What this task involves:
Restate the entries word for word, omitting nothing.

══ Dataset excerpts ══

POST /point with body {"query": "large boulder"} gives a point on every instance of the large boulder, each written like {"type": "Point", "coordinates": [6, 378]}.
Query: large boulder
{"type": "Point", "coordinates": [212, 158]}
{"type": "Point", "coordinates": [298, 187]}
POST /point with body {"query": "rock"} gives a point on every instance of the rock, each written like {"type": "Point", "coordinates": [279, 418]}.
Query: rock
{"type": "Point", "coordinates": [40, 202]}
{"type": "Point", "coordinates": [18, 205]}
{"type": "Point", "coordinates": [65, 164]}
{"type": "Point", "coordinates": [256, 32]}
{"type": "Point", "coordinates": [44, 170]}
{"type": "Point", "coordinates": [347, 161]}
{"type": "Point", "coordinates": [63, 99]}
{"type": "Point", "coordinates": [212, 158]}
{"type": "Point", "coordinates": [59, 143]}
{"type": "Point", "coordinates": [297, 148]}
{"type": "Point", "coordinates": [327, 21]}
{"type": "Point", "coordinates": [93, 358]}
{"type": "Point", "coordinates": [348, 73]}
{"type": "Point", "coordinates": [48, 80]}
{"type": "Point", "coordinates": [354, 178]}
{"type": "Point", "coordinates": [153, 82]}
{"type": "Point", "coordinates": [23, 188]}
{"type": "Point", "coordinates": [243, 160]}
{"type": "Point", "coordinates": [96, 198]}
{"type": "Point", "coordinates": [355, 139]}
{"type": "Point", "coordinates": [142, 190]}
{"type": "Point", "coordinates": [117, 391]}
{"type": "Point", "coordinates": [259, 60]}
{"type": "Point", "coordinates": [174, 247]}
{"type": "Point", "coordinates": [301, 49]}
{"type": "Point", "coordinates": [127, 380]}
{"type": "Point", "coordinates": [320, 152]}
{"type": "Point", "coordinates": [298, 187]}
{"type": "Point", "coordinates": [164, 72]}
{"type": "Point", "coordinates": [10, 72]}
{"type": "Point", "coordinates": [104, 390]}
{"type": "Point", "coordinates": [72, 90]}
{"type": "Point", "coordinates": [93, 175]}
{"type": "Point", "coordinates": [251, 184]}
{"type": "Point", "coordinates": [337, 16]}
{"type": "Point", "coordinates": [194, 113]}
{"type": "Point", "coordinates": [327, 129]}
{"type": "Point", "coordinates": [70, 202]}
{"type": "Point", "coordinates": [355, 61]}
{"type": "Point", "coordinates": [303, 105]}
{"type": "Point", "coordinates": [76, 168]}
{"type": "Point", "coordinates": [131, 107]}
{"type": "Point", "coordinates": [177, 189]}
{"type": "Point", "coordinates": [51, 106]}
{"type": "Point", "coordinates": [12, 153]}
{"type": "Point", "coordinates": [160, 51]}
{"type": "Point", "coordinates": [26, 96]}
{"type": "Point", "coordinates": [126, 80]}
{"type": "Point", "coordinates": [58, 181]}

═══

Reply to the exercise:
POST /point with body {"query": "large boulder"} gives a point on every instance of the large boulder, each written like {"type": "Point", "coordinates": [6, 378]}.
Query: large boulder
{"type": "Point", "coordinates": [212, 158]}
{"type": "Point", "coordinates": [298, 187]}
POST /point with body {"query": "rock"} gives a point on every instance of the rock, each written like {"type": "Point", "coordinates": [279, 418]}.
Query: rock
{"type": "Point", "coordinates": [40, 202]}
{"type": "Point", "coordinates": [18, 205]}
{"type": "Point", "coordinates": [65, 164]}
{"type": "Point", "coordinates": [256, 32]}
{"type": "Point", "coordinates": [44, 170]}
{"type": "Point", "coordinates": [347, 161]}
{"type": "Point", "coordinates": [63, 99]}
{"type": "Point", "coordinates": [212, 158]}
{"type": "Point", "coordinates": [59, 143]}
{"type": "Point", "coordinates": [297, 148]}
{"type": "Point", "coordinates": [327, 21]}
{"type": "Point", "coordinates": [93, 358]}
{"type": "Point", "coordinates": [348, 73]}
{"type": "Point", "coordinates": [48, 80]}
{"type": "Point", "coordinates": [354, 178]}
{"type": "Point", "coordinates": [153, 82]}
{"type": "Point", "coordinates": [23, 188]}
{"type": "Point", "coordinates": [243, 160]}
{"type": "Point", "coordinates": [96, 198]}
{"type": "Point", "coordinates": [355, 139]}
{"type": "Point", "coordinates": [142, 190]}
{"type": "Point", "coordinates": [117, 391]}
{"type": "Point", "coordinates": [259, 60]}
{"type": "Point", "coordinates": [174, 247]}
{"type": "Point", "coordinates": [301, 49]}
{"type": "Point", "coordinates": [127, 380]}
{"type": "Point", "coordinates": [320, 152]}
{"type": "Point", "coordinates": [298, 187]}
{"type": "Point", "coordinates": [164, 72]}
{"type": "Point", "coordinates": [10, 72]}
{"type": "Point", "coordinates": [104, 390]}
{"type": "Point", "coordinates": [72, 90]}
{"type": "Point", "coordinates": [93, 175]}
{"type": "Point", "coordinates": [251, 184]}
{"type": "Point", "coordinates": [337, 16]}
{"type": "Point", "coordinates": [194, 113]}
{"type": "Point", "coordinates": [327, 129]}
{"type": "Point", "coordinates": [70, 202]}
{"type": "Point", "coordinates": [355, 61]}
{"type": "Point", "coordinates": [303, 105]}
{"type": "Point", "coordinates": [76, 168]}
{"type": "Point", "coordinates": [131, 107]}
{"type": "Point", "coordinates": [177, 189]}
{"type": "Point", "coordinates": [51, 106]}
{"type": "Point", "coordinates": [12, 153]}
{"type": "Point", "coordinates": [160, 51]}
{"type": "Point", "coordinates": [26, 96]}
{"type": "Point", "coordinates": [126, 80]}
{"type": "Point", "coordinates": [58, 181]}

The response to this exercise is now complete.